[BEGIN]
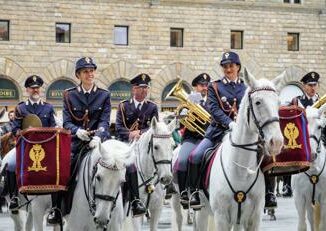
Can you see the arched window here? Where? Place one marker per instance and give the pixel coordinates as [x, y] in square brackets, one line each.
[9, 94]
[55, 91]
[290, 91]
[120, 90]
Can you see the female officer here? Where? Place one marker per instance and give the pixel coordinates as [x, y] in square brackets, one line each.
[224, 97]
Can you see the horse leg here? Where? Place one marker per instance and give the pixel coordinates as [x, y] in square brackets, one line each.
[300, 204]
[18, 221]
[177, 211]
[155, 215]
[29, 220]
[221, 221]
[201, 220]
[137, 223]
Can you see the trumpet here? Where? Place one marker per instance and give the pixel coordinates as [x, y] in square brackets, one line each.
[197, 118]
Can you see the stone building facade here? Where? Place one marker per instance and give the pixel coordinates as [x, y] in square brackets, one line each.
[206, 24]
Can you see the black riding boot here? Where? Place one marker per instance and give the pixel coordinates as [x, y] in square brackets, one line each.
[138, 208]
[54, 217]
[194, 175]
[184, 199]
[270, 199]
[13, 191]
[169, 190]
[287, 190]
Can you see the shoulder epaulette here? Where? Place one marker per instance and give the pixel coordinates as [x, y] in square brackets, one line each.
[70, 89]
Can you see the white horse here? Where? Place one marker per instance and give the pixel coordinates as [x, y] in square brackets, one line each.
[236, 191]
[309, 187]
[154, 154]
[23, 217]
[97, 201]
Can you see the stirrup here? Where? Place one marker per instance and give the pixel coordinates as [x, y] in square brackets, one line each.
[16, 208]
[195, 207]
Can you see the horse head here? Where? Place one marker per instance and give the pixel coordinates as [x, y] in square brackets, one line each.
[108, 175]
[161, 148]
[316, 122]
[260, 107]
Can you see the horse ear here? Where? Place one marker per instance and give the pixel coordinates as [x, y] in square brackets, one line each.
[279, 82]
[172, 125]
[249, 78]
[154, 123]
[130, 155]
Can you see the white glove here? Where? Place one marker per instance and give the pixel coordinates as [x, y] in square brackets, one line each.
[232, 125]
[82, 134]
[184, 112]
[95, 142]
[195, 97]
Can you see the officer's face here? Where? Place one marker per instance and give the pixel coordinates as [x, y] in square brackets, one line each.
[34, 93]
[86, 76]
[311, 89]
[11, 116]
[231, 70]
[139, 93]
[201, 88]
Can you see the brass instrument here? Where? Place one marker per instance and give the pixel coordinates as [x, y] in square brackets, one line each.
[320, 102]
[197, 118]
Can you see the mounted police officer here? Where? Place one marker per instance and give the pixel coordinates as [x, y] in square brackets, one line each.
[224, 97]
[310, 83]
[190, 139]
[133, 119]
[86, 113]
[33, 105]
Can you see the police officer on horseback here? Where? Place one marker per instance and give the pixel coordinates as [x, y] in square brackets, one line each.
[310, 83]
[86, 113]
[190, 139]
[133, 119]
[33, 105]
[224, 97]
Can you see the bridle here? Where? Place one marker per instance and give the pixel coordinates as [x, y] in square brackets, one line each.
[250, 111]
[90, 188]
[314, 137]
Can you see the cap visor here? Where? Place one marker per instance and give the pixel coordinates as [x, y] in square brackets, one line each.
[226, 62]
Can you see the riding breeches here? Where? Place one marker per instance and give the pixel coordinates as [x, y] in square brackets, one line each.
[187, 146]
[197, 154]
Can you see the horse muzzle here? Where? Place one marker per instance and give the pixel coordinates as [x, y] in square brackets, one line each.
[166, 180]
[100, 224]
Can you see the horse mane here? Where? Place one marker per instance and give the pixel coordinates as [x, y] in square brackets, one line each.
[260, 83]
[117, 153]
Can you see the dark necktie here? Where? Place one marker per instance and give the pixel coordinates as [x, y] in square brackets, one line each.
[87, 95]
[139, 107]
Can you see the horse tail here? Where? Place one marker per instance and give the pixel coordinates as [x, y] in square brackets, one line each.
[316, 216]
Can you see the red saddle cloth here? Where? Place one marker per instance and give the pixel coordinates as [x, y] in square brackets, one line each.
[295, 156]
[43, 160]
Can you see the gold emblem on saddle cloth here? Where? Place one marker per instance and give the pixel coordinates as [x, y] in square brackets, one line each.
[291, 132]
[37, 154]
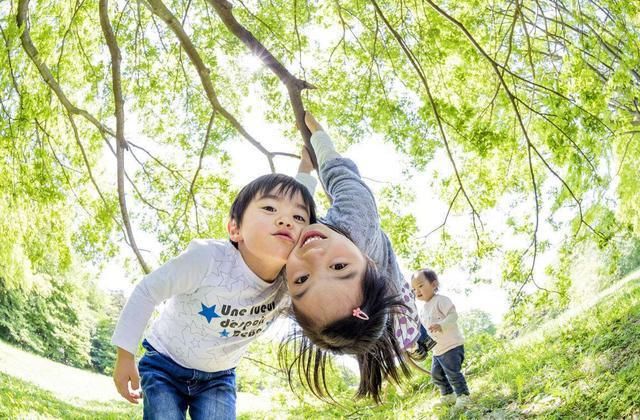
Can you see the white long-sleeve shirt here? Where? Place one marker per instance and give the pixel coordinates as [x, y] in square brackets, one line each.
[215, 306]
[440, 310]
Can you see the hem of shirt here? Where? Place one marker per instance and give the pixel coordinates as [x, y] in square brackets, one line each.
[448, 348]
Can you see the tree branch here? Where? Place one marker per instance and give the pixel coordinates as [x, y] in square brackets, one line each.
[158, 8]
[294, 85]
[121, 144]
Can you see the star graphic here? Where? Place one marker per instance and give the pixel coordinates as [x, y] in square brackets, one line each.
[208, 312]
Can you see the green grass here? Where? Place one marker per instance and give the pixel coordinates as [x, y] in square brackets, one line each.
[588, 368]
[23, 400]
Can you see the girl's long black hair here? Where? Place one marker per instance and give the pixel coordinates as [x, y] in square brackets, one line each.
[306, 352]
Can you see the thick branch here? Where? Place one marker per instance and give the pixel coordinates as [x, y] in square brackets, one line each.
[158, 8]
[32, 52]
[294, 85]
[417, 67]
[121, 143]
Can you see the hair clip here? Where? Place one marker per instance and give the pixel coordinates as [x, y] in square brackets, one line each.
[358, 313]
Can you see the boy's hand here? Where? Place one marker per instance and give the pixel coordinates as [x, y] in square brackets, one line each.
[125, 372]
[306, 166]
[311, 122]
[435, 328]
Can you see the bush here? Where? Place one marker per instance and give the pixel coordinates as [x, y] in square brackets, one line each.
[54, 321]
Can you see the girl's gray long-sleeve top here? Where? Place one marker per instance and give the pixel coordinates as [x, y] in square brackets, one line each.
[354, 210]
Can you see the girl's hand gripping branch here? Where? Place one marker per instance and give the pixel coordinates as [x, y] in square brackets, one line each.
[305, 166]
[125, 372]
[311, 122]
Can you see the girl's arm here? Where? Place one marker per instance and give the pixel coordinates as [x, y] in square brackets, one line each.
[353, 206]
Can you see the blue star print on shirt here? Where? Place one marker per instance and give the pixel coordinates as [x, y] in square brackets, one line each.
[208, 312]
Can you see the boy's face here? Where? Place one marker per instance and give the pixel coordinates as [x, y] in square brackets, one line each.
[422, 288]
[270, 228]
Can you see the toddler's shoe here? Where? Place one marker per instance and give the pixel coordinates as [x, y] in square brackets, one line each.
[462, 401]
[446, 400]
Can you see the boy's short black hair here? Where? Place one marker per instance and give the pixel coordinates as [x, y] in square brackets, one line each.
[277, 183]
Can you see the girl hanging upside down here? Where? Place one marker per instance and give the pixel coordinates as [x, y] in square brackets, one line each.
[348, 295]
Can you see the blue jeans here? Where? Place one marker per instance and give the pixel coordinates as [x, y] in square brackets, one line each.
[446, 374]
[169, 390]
[END]
[BEGIN]
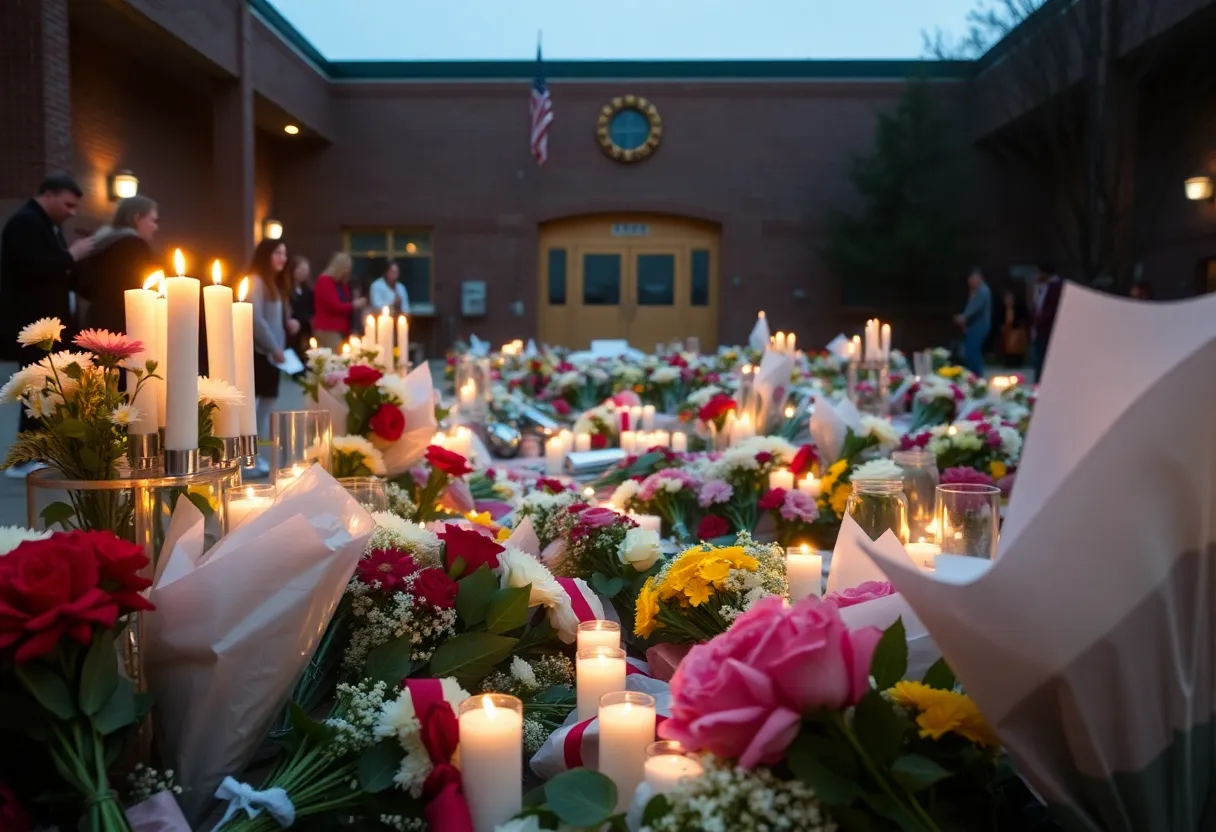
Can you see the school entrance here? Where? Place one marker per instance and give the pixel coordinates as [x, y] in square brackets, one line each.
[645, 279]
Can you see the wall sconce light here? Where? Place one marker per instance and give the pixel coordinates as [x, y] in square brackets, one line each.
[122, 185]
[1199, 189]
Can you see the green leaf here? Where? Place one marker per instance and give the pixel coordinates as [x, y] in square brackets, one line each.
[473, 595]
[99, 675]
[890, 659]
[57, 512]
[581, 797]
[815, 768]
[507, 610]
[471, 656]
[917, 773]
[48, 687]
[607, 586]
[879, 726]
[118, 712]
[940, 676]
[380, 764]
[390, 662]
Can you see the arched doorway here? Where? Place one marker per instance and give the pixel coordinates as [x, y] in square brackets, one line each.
[END]
[BEGIN]
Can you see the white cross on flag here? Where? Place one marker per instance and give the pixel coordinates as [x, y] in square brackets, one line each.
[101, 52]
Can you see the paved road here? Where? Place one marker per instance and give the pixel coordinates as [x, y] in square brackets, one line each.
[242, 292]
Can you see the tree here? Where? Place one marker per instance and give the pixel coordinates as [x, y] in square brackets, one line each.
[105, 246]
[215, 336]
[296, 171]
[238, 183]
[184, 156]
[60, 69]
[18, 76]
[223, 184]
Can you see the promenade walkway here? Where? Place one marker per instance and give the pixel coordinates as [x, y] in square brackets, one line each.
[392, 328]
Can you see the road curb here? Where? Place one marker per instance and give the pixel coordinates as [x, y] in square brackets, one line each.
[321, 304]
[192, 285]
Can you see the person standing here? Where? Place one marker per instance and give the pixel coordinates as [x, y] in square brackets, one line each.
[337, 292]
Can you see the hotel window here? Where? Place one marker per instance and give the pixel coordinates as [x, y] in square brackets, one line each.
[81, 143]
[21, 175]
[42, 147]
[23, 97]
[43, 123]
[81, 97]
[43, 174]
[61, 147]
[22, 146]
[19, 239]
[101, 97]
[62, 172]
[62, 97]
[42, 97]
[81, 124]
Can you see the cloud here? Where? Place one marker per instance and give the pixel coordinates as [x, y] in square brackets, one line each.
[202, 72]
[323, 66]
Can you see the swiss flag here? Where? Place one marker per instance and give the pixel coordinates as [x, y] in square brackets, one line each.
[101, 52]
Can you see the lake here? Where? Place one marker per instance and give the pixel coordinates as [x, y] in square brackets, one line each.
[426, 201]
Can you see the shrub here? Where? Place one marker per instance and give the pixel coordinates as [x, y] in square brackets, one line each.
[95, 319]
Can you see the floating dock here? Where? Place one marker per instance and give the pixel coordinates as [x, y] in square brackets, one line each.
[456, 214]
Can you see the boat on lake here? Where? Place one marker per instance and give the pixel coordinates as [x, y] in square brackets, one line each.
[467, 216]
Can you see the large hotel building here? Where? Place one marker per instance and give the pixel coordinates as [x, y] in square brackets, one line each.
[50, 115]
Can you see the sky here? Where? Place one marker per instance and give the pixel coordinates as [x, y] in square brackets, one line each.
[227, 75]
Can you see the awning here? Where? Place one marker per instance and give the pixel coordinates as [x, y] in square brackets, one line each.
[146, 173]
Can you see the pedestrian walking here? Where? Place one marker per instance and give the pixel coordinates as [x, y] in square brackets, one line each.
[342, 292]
[END]
Work to be completed
Find every line in the items above that contains the word "black", matching case exactly, and copy each of those lines.

Result of this task
Can you see the black riding boot here? Where? Place one marker per instance and give the pixel coordinates as [x, y] in square brackets, one line each.
Can you see the girl's long black hair here? Where? Place one marker per instance and give the pixel coordinates as [x, y] in square brackets, one line each.
Can you see the boy's short black hair here? Where? Place one marker per instance and give the pixel coordinates as [x, y] in square brackets, one line each.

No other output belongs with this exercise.